TASK TO COMPLETE »
Look over the lines below. Report each one that includes the string "snow".

RECORDS FOR THE TASK »
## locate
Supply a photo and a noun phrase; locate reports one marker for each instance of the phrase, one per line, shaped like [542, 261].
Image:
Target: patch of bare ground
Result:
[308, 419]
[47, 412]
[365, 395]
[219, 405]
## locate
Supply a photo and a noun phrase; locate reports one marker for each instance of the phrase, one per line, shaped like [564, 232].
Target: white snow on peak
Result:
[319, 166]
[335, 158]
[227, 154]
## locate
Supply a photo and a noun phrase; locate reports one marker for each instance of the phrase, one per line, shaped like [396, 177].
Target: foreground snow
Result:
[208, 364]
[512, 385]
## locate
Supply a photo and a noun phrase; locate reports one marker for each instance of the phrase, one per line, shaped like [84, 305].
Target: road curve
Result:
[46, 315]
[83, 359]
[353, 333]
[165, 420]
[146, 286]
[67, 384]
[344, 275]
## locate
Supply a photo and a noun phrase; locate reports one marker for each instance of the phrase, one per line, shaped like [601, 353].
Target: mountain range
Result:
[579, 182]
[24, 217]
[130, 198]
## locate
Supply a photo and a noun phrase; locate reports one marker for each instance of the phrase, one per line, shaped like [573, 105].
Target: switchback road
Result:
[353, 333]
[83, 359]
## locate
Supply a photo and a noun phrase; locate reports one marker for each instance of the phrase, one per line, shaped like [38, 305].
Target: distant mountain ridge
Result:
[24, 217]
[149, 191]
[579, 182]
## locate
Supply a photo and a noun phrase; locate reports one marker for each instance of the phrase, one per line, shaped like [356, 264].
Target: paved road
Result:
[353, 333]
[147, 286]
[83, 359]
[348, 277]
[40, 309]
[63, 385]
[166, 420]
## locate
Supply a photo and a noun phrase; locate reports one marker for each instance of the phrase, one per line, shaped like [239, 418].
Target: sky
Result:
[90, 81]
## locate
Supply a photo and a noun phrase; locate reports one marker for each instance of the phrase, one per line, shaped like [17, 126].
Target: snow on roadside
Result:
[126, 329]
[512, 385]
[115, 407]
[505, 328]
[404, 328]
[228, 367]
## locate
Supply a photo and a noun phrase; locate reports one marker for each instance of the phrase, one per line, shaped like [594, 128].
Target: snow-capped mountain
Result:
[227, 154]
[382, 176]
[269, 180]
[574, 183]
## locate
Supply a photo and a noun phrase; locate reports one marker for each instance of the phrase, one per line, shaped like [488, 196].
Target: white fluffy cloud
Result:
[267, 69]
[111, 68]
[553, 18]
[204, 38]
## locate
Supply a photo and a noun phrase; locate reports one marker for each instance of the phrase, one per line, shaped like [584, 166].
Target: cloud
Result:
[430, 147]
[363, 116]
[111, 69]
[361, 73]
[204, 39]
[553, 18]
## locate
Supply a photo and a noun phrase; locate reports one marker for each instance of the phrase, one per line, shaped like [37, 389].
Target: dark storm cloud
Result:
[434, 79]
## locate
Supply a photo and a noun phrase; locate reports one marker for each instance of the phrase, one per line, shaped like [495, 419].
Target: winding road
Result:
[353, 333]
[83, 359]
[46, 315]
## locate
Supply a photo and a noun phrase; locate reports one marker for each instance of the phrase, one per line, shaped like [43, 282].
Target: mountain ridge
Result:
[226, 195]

SOLUTION BELOW »
Target: white snow on peak
Target: foreground snow
Target: snow on roadside
Target: snow-capped mountain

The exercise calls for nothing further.